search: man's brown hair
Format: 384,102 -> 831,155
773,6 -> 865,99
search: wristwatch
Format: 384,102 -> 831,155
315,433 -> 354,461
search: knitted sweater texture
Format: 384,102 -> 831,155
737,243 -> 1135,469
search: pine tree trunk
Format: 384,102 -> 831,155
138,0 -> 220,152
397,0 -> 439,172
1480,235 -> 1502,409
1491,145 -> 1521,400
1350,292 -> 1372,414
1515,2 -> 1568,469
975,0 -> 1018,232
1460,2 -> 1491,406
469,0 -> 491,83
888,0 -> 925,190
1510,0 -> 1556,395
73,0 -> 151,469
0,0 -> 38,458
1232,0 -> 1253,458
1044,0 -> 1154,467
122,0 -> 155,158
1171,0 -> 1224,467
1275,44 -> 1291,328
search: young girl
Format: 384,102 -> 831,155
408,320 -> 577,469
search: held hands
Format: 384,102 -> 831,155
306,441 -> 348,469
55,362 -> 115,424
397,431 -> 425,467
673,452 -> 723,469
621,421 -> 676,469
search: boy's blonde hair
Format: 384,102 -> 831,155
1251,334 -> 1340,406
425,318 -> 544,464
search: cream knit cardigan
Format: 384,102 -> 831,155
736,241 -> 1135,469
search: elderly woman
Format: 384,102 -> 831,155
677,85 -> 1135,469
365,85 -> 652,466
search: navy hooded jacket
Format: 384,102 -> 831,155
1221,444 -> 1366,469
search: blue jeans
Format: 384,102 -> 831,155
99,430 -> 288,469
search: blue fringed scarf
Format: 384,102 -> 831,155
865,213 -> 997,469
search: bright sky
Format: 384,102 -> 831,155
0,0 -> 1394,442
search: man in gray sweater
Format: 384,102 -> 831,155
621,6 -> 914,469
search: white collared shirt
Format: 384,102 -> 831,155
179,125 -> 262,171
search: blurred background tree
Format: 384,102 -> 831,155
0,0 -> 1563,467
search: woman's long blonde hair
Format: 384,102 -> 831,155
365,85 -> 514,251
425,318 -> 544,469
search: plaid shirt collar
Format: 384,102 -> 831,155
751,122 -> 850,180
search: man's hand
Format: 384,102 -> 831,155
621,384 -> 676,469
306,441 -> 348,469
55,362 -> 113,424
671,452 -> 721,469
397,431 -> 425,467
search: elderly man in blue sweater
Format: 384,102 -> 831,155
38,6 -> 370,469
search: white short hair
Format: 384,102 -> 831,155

* **任务说明**: 将上面的全部行逐字重复一遍。

* **练习答案**:
search: man's brown hair
Format: 384,102 -> 831,155
773,6 -> 865,99
search: wristwatch
Format: 384,102 -> 831,155
315,433 -> 354,461
search: knitted sweater texture
Format: 384,102 -> 831,155
737,243 -> 1135,469
search: pine tree trunk
Format: 384,102 -> 831,155
138,0 -> 220,152
397,0 -> 439,172
1480,235 -> 1502,409
1491,145 -> 1521,400
1350,292 -> 1372,414
1515,2 -> 1568,469
975,0 -> 1018,232
1460,2 -> 1491,406
469,0 -> 491,83
888,0 -> 925,190
1510,0 -> 1556,395
73,0 -> 151,469
0,0 -> 38,458
1232,0 -> 1253,458
1044,0 -> 1154,467
122,0 -> 155,158
1171,0 -> 1224,467
1275,44 -> 1291,328
search: young girl
Format: 384,102 -> 831,155
408,320 -> 577,469
search: held hands
Format: 384,102 -> 831,155
306,441 -> 348,469
55,362 -> 115,424
397,431 -> 425,467
673,452 -> 723,469
621,421 -> 676,469
search: boy's blonde hair
Format: 384,102 -> 831,155
1251,334 -> 1340,406
425,318 -> 544,464
search: cream knit cardigan
Format: 384,102 -> 831,155
736,241 -> 1135,469
search: elderly woman
Format: 384,102 -> 831,155
677,85 -> 1135,469
365,85 -> 652,466
search: navy hooded jacket
Format: 384,102 -> 831,155
1221,444 -> 1366,469
search: blue jeans
Format: 384,102 -> 831,155
99,430 -> 288,469
search: blue fringed scarf
Format: 384,102 -> 831,155
865,213 -> 997,469
search: bright sky
Format: 384,102 -> 831,155
0,0 -> 1394,442
search: man in gray sweater
Format: 384,102 -> 831,155
621,6 -> 914,469
search: white collared shirt
Format: 384,102 -> 831,155
179,125 -> 262,171
search: blurred background tree
Format: 384,102 -> 831,155
0,0 -> 1563,467
search: woman's long blonde hair
Format: 384,102 -> 831,155
365,85 -> 514,251
425,318 -> 544,469
search: plaid shirt collar
Format: 384,102 -> 831,155
751,122 -> 850,180
search: man's hand
Format: 384,102 -> 831,155
621,384 -> 676,469
306,441 -> 348,469
55,362 -> 113,424
671,452 -> 721,469
397,431 -> 425,467
search: elderly man in blue sweater
Format: 384,102 -> 831,155
38,6 -> 370,469
search: white short hair
Format: 384,102 -> 831,155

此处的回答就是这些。